= Beginning of Section =

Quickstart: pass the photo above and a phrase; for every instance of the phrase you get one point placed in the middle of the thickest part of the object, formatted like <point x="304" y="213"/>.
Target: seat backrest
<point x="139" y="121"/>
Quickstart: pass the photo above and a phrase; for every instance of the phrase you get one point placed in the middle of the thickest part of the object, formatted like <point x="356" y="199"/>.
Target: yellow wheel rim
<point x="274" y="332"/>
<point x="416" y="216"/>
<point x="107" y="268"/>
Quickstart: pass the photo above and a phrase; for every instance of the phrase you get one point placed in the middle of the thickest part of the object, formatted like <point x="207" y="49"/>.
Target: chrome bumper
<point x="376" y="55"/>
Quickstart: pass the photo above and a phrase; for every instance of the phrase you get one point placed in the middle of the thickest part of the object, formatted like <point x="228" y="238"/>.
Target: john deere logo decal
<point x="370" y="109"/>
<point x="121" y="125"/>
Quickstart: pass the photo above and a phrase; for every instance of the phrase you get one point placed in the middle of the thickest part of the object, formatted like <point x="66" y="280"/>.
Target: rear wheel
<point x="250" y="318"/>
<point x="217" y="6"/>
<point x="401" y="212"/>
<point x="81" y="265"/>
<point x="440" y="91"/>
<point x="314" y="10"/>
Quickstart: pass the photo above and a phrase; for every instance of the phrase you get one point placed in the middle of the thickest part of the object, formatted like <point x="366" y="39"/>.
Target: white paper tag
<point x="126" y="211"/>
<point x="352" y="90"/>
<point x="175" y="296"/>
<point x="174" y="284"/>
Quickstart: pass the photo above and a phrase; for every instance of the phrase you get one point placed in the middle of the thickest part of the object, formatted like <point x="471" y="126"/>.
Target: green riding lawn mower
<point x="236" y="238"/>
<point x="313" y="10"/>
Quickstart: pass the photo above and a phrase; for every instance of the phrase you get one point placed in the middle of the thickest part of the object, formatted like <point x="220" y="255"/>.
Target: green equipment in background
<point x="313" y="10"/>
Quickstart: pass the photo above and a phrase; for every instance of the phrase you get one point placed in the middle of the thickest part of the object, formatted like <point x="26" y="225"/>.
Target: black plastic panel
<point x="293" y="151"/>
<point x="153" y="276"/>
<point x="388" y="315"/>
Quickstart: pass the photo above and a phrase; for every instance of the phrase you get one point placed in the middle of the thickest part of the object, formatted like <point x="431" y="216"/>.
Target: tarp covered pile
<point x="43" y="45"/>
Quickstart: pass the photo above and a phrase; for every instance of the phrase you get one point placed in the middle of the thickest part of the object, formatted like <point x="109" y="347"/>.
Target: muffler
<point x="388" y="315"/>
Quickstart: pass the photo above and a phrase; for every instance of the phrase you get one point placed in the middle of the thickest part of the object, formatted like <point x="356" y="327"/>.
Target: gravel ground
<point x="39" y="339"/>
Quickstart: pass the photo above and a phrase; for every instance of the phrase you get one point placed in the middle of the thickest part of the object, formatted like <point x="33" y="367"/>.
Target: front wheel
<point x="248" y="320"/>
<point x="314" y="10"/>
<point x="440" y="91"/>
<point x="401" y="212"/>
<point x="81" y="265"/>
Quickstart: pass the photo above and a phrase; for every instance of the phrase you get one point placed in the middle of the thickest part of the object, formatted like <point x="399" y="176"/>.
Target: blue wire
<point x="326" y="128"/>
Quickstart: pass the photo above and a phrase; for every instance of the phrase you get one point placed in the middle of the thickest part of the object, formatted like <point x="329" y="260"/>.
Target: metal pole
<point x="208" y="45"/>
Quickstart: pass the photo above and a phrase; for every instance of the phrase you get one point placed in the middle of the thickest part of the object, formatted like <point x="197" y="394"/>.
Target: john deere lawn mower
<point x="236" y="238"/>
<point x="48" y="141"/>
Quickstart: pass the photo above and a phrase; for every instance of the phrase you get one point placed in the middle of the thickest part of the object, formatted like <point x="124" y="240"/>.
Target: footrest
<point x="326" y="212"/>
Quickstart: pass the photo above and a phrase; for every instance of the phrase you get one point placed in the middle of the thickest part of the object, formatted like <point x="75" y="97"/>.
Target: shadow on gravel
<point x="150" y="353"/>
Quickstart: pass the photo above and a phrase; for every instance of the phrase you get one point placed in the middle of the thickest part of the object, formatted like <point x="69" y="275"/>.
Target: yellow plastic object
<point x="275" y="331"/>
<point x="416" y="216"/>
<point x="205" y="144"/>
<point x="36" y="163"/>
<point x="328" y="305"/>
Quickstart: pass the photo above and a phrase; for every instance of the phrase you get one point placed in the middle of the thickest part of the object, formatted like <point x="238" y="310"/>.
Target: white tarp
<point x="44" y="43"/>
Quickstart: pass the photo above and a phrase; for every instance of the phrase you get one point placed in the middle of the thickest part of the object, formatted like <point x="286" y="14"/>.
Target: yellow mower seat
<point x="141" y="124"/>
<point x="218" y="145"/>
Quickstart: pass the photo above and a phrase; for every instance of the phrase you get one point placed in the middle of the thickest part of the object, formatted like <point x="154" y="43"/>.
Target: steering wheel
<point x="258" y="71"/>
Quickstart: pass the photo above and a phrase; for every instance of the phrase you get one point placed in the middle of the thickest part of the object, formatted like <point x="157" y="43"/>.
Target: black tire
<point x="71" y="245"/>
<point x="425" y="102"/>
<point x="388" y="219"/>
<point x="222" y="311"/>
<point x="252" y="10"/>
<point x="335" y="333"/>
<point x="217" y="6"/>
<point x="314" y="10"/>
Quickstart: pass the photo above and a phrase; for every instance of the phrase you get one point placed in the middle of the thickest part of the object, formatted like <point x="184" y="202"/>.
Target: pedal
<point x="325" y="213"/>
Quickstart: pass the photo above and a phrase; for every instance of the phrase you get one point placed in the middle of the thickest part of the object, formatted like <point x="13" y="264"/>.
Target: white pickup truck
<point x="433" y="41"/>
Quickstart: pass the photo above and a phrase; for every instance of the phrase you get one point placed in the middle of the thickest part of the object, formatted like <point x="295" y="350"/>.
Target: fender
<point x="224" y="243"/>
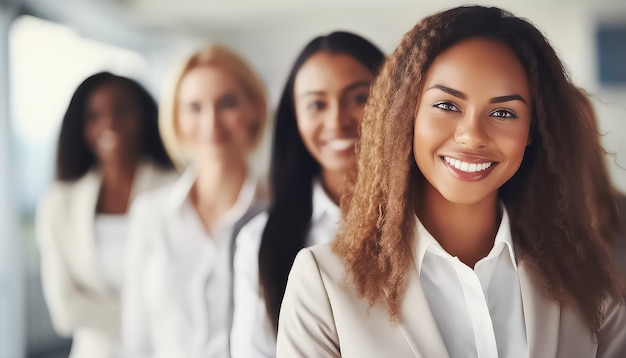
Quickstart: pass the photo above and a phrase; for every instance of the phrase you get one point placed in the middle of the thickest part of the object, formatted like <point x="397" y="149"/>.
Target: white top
<point x="110" y="236"/>
<point x="252" y="334"/>
<point x="478" y="312"/>
<point x="177" y="298"/>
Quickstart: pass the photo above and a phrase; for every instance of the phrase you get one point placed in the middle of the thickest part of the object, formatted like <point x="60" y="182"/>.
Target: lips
<point x="469" y="170"/>
<point x="340" y="144"/>
<point x="108" y="140"/>
<point x="466" y="166"/>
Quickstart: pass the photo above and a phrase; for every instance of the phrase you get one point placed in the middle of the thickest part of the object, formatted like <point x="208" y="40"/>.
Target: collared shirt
<point x="478" y="311"/>
<point x="252" y="333"/>
<point x="177" y="300"/>
<point x="110" y="234"/>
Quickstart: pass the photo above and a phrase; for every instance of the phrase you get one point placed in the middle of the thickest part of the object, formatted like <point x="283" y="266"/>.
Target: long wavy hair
<point x="547" y="197"/>
<point x="607" y="220"/>
<point x="74" y="157"/>
<point x="293" y="170"/>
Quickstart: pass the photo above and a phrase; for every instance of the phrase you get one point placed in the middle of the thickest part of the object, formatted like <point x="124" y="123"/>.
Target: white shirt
<point x="177" y="298"/>
<point x="110" y="235"/>
<point x="478" y="311"/>
<point x="252" y="333"/>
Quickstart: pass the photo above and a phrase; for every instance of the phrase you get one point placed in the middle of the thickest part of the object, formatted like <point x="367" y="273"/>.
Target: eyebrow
<point x="350" y="87"/>
<point x="463" y="96"/>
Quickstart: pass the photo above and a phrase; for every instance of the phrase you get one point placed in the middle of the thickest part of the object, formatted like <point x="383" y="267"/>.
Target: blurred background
<point x="48" y="47"/>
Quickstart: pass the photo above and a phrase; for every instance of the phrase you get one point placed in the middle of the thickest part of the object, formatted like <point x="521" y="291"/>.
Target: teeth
<point x="341" y="144"/>
<point x="467" y="167"/>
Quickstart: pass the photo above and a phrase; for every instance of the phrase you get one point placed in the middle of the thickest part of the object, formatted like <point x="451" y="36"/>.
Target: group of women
<point x="439" y="202"/>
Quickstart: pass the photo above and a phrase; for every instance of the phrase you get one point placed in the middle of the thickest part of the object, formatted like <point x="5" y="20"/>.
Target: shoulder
<point x="154" y="199"/>
<point x="320" y="260"/>
<point x="60" y="194"/>
<point x="253" y="229"/>
<point x="159" y="175"/>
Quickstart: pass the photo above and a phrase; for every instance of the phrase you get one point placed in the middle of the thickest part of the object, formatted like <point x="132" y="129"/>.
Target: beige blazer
<point x="322" y="316"/>
<point x="80" y="303"/>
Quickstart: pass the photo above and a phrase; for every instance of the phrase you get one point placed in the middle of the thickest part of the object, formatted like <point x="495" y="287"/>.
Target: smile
<point x="467" y="167"/>
<point x="340" y="144"/>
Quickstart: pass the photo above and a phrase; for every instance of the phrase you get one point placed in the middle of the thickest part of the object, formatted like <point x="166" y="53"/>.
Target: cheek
<point x="306" y="128"/>
<point x="186" y="126"/>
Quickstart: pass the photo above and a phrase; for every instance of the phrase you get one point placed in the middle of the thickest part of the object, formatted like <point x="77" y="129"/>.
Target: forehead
<point x="326" y="71"/>
<point x="477" y="67"/>
<point x="207" y="81"/>
<point x="110" y="91"/>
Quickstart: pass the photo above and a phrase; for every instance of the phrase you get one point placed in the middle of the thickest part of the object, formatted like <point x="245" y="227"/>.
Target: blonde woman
<point x="178" y="300"/>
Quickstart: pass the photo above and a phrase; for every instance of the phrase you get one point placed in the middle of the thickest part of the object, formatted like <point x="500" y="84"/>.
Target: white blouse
<point x="110" y="235"/>
<point x="177" y="297"/>
<point x="252" y="333"/>
<point x="478" y="311"/>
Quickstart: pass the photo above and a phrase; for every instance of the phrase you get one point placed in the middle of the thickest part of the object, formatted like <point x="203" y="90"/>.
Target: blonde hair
<point x="223" y="58"/>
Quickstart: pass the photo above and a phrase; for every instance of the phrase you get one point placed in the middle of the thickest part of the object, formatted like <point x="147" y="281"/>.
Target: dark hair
<point x="74" y="157"/>
<point x="547" y="197"/>
<point x="292" y="172"/>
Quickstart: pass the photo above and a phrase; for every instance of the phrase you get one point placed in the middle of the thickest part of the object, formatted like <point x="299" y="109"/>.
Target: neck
<point x="466" y="231"/>
<point x="333" y="183"/>
<point x="216" y="190"/>
<point x="115" y="189"/>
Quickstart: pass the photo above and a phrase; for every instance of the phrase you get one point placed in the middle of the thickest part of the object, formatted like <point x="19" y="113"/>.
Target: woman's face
<point x="112" y="122"/>
<point x="215" y="116"/>
<point x="472" y="120"/>
<point x="330" y="92"/>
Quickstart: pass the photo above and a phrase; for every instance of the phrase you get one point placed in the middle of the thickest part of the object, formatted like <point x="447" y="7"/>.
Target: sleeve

= End of Section =

### TASK DIRECTIONS
Your answer must be the line containing "Target: blonde hair" through the last line above, copied exactly, with nothing added.

### RESULT
Target: blonde hair
<point x="223" y="58"/>
Quickstart: pass the photo above and a phrase; for every instance of the phrase you get one point placed in the middle of the thickest part of the object, formatted like <point x="147" y="281"/>.
Target: dark hair
<point x="74" y="157"/>
<point x="547" y="197"/>
<point x="292" y="172"/>
Quickstart: pass the photo above and a phrase; for every instance of the phrase you get one point placed in the middle of the thickest part of the object, formatted like <point x="299" y="109"/>.
Target: neck
<point x="466" y="231"/>
<point x="333" y="183"/>
<point x="216" y="190"/>
<point x="115" y="189"/>
Quickstart: pass the photo above and a phrase; for every instance of the phrase you get one point placed in the middle of the thickest part of the object, formatted like <point x="19" y="113"/>.
Target: woman's face
<point x="112" y="122"/>
<point x="215" y="116"/>
<point x="472" y="120"/>
<point x="330" y="92"/>
Quickstart: pass the photo above and a phrase; for every instance of the phrase you get one point placed in the middle of the thickest part of the object, formatted like <point x="447" y="7"/>.
Target: sleeve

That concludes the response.